→ **Tasks to complete**:
**a.** In the gradient-descent regression notebook, which region do the house sales in the dataset come from?
**b.** Resume the gradient-descent regression notebook after its last sentence and keep writing in the same style.
--- Start Text to read ---
# Multiple Regression (gradient descent)

Here regression weights are optimized with gradient descent.

In [4]:
import graphlab
import numpy as np

# Load in house sales data

Dataset is from house sales in King County, the region where the city of Seattle, WA is located.

In [3]:
sales = graphlab.SFrame('kc_house_data.gl/')

[INFO] GraphLab Create v1.8.3 started. Logging: /tmp/graphlab_server_1463781390.log


# Convert to Numpy Array

The following function accepts an SFrame, a list of feature names (e.g. ['sqft_living', 'bedrooms']) and an target feature e.g. ('price') and will return two things:
* A numpy matrix whose columns are the desired features plus a constant column (this is how we create an 'intercept')
* A numpy array containing the values of the output

In [5]:
def get_numpy_data(data_sframe, features, output):
    data_sframe['constant'] = 1 # bias (intercept) column
    # add the column 'constant' to the front of the features list so that we can extract it along with the others:
    features = ['constant'] + features 
    # select the columns of data_SFrame given by the features list into the SFrame features_sframe (now including 
    # constant):
    features_sframe = data_sframe[features]

    # the following line will convert the features_SFrame into a numpy matrix:
    feature_matrix = features_sframe.to_numpy()
    # assign the column of data_sframe associated with the output to the SArray output_sarray
    output_sarray = data_sframe[output]

    # the following will convert the SArray into a numpy array by first converting it to a list
    output_array = output_sarray.to_numpy()
    return(feature_matrix, output_array)

Test: Use the 'sqft_living' feature and a constant as our features and price as our output:

In [9]:
(example_features, example_output) = get_numpy_data(sales, ['sqft_living'], 'price') 
print example_features[0] # same as [0, :]
print example_output[0] 

[  1.00000000e+00   1.18000000e+03]
221900.0


# Predicting output given regression weights

Suppose we had the weights [1.0, 1.0] and the features [1.0, 1180.0] and we wanted to compute the predicted output 1.0\*1.0 + 1.0\*1180.0 = 1181.0 this is the dot product between these two arrays. If they're numpy arrayws we can use np.dot() to compute this:

In [10]:
my_weights = np.array([1., 1.]) # the example weights
my_features = example_features[0] 
print 'features', my_features
predicted_value = np.dot(my_features, my_weights)
print 'predicted val', predicted_value

features [  1.00000000e+00   1.18000000e+03]
predicted val 1181.0


Predict output: the dot product of the feature_matrix and the coefficients (weights).

In [11]:
def predict_output(feature_matrix, weights):
    # assume feature_matrix is a numpy matrix containing the features as columns and weights is a corresponding numpy
    # array create the predictions vector by using np.dot()
    predictions = np.dot(feature_matrix, weights)
    
    return(predictions)

In [12]:
test_predictions = predict_output(example_features, my_weights)
print test_predictions[0] 
print test_predictions[1] 

1181.0
2571.0


# Computing the Derivative

Compute the derivative of the regression cost function (RSS).
--- End Text to read ---
--- Start Material provided ---
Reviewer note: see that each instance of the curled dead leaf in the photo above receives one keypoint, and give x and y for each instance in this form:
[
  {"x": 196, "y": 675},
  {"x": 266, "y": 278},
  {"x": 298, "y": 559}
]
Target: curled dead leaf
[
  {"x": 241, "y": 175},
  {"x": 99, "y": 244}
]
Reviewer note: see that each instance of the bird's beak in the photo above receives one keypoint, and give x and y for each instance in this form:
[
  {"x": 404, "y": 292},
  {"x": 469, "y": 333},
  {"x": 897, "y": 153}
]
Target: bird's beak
--- End Material provided ---
→ **Written answers**:
**a.** King County, the region where the city of Seattle, WA is located.

**b.**
Since the derivative of a sum is the sum of the derivatives, compute the derivative for a single data point and then sum over data points. For a single data point the squared residual is:

(w[0]\*[CONSTANT] + w[1]\*[feature_1] + ... + w[i] \*[feature_i] + ... +  w[k]\*[feature_k] - output)^2

Where we have k features and a constant (bias). The derivative with respect to weight w[i] by the chain rule is:

2\*(w[0]\*[CONSTANT] + w[1]\*[feature_1] + ... + w[i] \*[feature_i] + ... +  w[k]\*[feature_k] - output)\* [feature_i]

The term inside the paranethesis is just the error (difference between prediction and output). So we can re-write this as:

2\*error\*[feature_i]

Since twice the sum of the product of two vectors is just twice the dot product of the two vectors, the derivative for the weight for feature_i is just two times the dot product between the values of feature_i and the current errors. 

In [13]:
def feature_derivative(errors, feature):
    # Assume that errors and feature are both numpy arrays of the same length (number of data points)
    # compute twice the dot product of these vectors as 'derivative' and return the value
    derivative = 2 * np.dot(errors, feature)
    return(derivative)

Test

In [14]:
(example_features, example_output) = get_numpy_data(sales, ['sqft_living'], 'price') 
my_weights = np.array([0., 0.]) 
test_predictions = predict_output(example_features, my_weights)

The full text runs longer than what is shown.